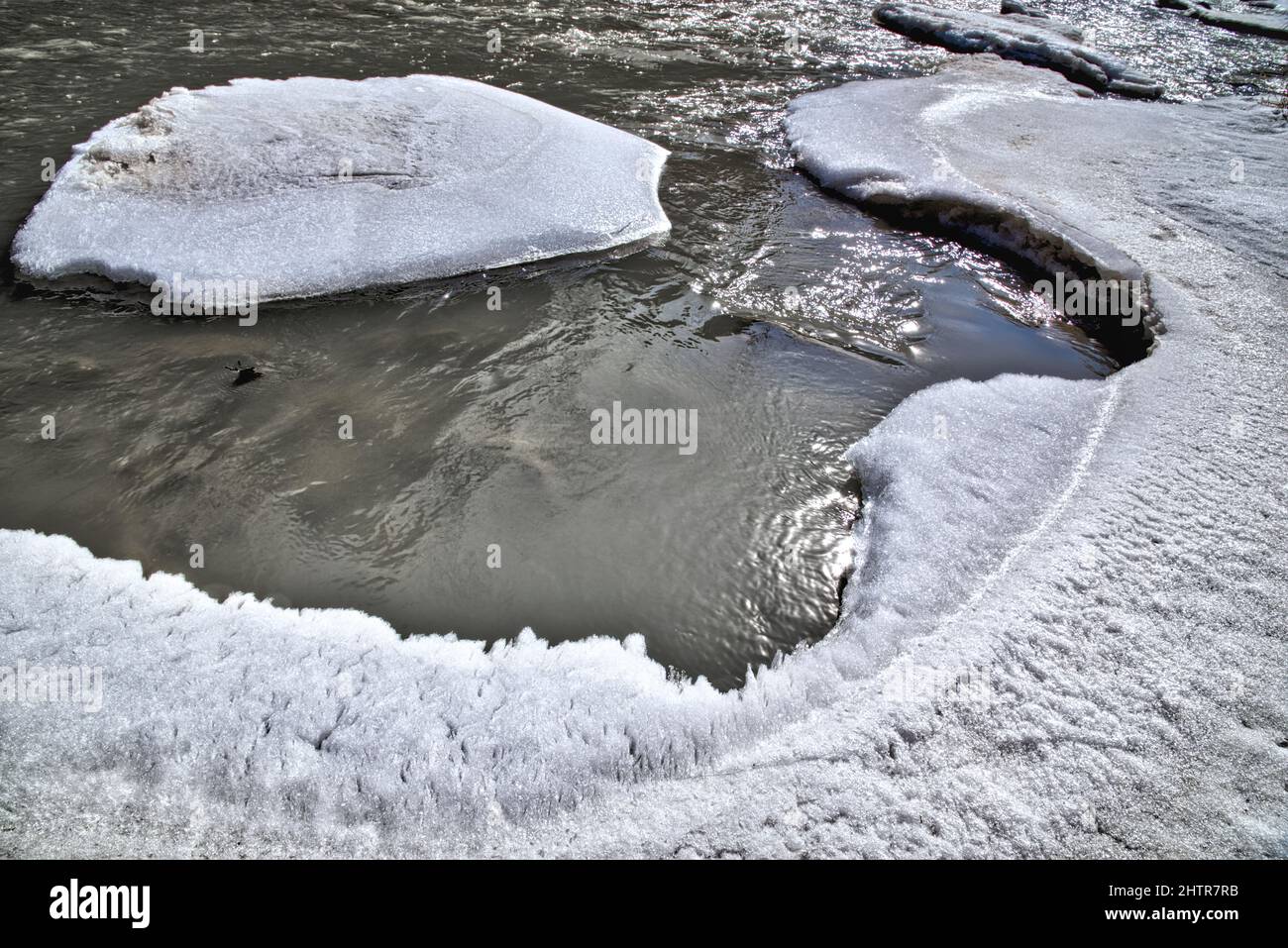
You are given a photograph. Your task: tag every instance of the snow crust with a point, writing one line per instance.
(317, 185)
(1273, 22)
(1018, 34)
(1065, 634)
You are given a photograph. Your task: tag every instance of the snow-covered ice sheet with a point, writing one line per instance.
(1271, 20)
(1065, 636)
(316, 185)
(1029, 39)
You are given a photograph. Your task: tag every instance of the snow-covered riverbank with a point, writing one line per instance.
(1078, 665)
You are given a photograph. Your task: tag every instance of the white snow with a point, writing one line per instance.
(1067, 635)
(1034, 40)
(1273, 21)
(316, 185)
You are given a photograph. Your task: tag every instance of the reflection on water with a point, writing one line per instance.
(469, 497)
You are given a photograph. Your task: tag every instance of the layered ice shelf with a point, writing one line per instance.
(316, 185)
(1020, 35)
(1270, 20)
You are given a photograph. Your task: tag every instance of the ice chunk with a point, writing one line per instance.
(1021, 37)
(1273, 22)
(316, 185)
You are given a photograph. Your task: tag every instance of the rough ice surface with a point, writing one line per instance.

■ Your task: Arrange every line of the rows above as a Markdown table with two columns, Number and Line, numbering the lines in order and skipping blank ones. Leave the pictures out.

■ The answer:
| Number | Line |
|---|---|
| 1 | You are given a photograph. Your task: tag every instance of the snow crust with a point, writing one line per instance. |
| 2 | (317, 185) |
| 3 | (1273, 22) |
| 4 | (1018, 34) |
| 5 | (1065, 634) |
| 6 | You are given a photograph. Your task: tag every instance of the snow-covered ice sheet with a point, writing one line per instance. |
| 7 | (1271, 20) |
| 8 | (1065, 636) |
| 9 | (316, 185) |
| 10 | (1029, 39) |
| 11 | You are given a photograph. Your task: tag every instance of the snow-covered riverbank with a point, writing one line per instance. |
| 12 | (1078, 665) |
| 13 | You are given a photograph. Your task: tag every instance of the white snow with a point, writing one line per instance. |
| 14 | (1067, 635) |
| 15 | (1034, 40) |
| 16 | (1273, 21) |
| 17 | (316, 185) |
| 18 | You are given a photograph. Your task: tag every instance of the reflection on water with a point, writing one line per instance. |
| 19 | (469, 497) |
| 20 | You are given a photograph. Your task: tag every instance of the layered ice shelf with a point, writing one line per instance. |
| 21 | (316, 185) |
| 22 | (1020, 35) |
| 23 | (1270, 20) |
| 24 | You are given a photograph. Your task: tag every instance of the ice chunk with a point, writing one line per instance. |
| 25 | (1021, 37) |
| 26 | (1273, 22) |
| 27 | (316, 185) |
| 28 | You are given a photograph. Your task: tag every instance of the rough ice surface with a point, writing one line per instance. |